**Set problem**
Transcribe everything from the start of the lines below down to the line containing "point(1136, 247)", including both ends. Leave the pictures out of your answer.

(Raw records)
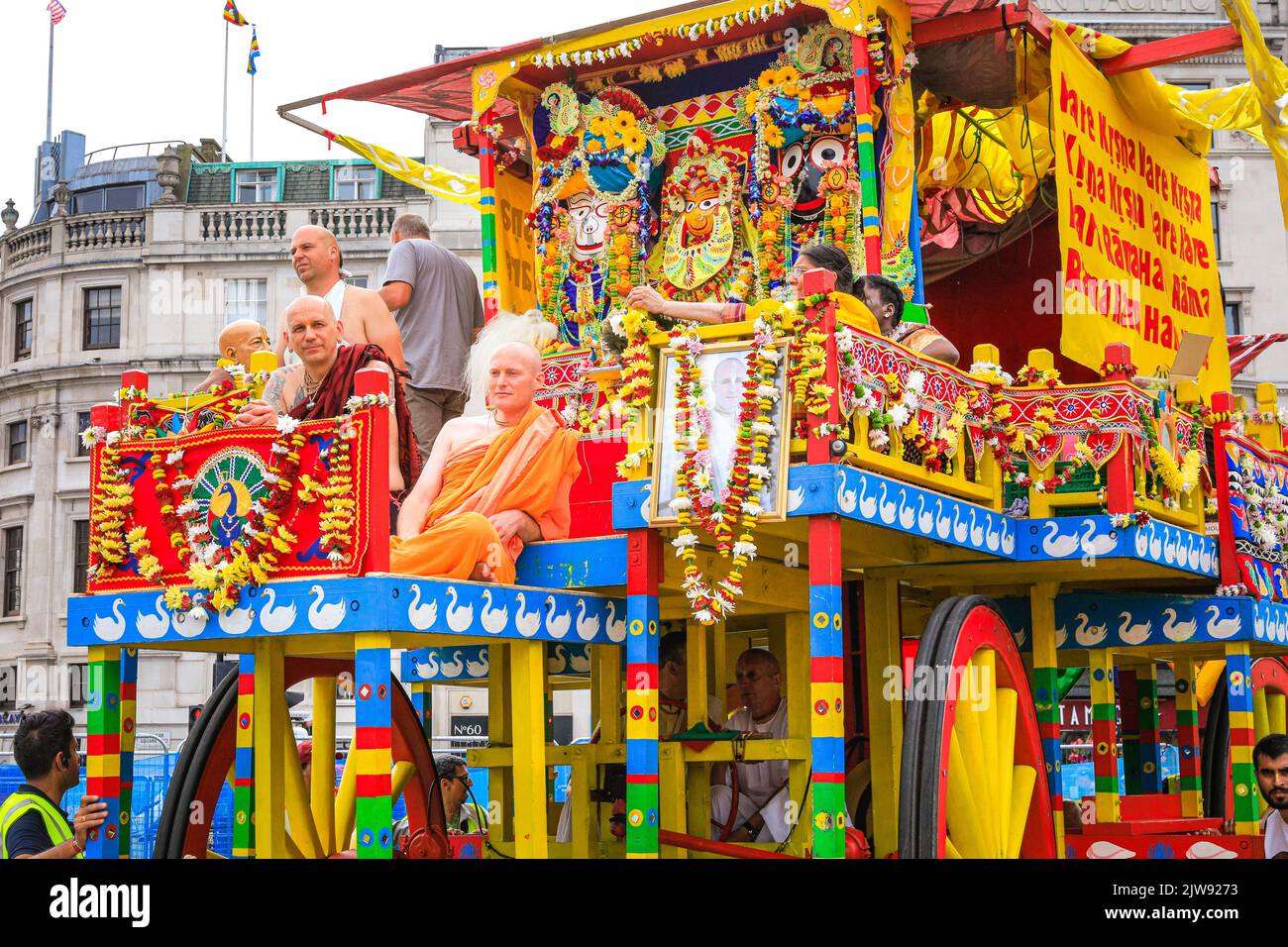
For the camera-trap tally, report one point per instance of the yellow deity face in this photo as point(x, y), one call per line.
point(702, 202)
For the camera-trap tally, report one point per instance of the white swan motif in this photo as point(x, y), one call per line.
point(153, 626)
point(558, 628)
point(459, 617)
point(943, 525)
point(323, 617)
point(188, 626)
point(478, 669)
point(867, 504)
point(587, 628)
point(1059, 547)
point(1093, 544)
point(1089, 635)
point(907, 515)
point(887, 510)
point(1225, 628)
point(273, 617)
point(421, 617)
point(579, 661)
point(795, 497)
point(1133, 634)
point(429, 668)
point(1176, 630)
point(454, 668)
point(848, 500)
point(616, 626)
point(107, 629)
point(236, 621)
point(925, 518)
point(493, 620)
point(527, 622)
point(1008, 540)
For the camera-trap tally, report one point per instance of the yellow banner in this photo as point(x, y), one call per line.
point(459, 188)
point(515, 254)
point(1136, 247)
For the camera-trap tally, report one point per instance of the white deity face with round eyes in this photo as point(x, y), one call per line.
point(589, 218)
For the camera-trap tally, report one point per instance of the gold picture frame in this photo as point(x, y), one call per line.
point(666, 458)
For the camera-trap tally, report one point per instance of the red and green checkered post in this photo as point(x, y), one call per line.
point(372, 745)
point(244, 762)
point(103, 746)
point(1243, 775)
point(129, 685)
point(1188, 744)
point(644, 571)
point(1104, 733)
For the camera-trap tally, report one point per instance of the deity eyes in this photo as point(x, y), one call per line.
point(793, 159)
point(827, 151)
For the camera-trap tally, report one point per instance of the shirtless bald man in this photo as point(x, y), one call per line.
point(316, 257)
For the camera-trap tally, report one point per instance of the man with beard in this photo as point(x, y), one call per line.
point(1270, 758)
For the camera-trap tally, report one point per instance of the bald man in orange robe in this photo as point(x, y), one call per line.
point(492, 483)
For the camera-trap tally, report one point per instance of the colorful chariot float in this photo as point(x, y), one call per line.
point(932, 552)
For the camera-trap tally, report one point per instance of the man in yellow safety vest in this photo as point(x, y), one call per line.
point(31, 823)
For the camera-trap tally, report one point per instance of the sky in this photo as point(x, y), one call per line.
point(153, 69)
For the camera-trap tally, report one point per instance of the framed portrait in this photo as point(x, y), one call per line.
point(724, 373)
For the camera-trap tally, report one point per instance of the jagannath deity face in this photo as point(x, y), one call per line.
point(588, 215)
point(810, 166)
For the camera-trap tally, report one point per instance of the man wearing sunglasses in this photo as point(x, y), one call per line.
point(454, 779)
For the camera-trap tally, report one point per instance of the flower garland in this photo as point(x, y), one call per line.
point(696, 500)
point(223, 573)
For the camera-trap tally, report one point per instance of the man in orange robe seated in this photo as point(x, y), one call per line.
point(492, 482)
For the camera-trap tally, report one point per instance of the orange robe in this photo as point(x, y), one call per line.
point(528, 468)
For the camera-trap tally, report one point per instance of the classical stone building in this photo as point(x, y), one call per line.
point(1252, 247)
point(138, 261)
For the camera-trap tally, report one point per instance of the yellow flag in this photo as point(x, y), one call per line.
point(1270, 80)
point(459, 188)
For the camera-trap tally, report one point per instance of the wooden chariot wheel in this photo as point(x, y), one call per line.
point(206, 763)
point(973, 774)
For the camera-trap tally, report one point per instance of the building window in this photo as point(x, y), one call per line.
point(12, 594)
point(82, 421)
point(8, 686)
point(257, 185)
point(1234, 318)
point(16, 444)
point(103, 317)
point(123, 197)
point(22, 329)
point(80, 556)
point(1216, 227)
point(246, 299)
point(355, 183)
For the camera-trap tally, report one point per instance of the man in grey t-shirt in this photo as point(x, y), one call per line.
point(436, 300)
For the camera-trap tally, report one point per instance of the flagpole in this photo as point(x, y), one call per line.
point(223, 138)
point(50, 101)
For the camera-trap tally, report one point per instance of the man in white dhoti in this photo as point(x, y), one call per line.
point(761, 787)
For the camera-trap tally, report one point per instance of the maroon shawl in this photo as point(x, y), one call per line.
point(338, 388)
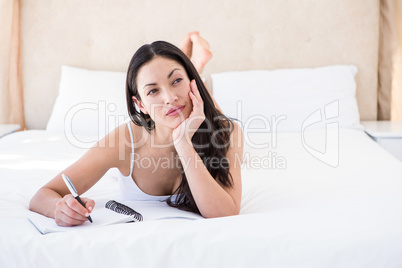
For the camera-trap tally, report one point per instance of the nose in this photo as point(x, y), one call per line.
point(170, 97)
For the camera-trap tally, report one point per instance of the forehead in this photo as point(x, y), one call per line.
point(157, 68)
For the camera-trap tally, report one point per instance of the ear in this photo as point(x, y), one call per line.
point(140, 105)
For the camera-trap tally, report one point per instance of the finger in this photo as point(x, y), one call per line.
point(76, 206)
point(89, 203)
point(195, 89)
point(197, 103)
point(66, 216)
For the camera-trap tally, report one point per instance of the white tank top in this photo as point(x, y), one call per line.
point(128, 188)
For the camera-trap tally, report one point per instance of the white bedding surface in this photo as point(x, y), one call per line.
point(308, 214)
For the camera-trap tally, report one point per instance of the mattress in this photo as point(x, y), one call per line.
point(323, 198)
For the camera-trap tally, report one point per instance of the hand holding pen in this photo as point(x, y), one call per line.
point(71, 209)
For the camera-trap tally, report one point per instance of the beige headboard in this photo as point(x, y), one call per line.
point(252, 34)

**Correct result**
For the camera-trap tally, report one point per instance of the yellow deity face in this photo as point(x, y), one call per line.
point(702, 202)
For the camera-trap tally, report one point per instance of the white swan motif in this photo as point(x, y), one call per line.
point(153, 626)
point(558, 628)
point(459, 617)
point(943, 525)
point(323, 617)
point(188, 626)
point(478, 669)
point(867, 504)
point(587, 628)
point(1059, 547)
point(1093, 544)
point(1089, 635)
point(907, 515)
point(887, 510)
point(1225, 628)
point(273, 617)
point(421, 617)
point(579, 661)
point(795, 497)
point(1133, 634)
point(429, 668)
point(1176, 630)
point(454, 668)
point(848, 500)
point(616, 626)
point(107, 629)
point(236, 621)
point(925, 518)
point(493, 620)
point(527, 622)
point(1008, 540)
For the camera-trap tally, report one point per instance of the yellow banner in this photo as point(x, y), one call per line.
point(459, 188)
point(515, 254)
point(1136, 247)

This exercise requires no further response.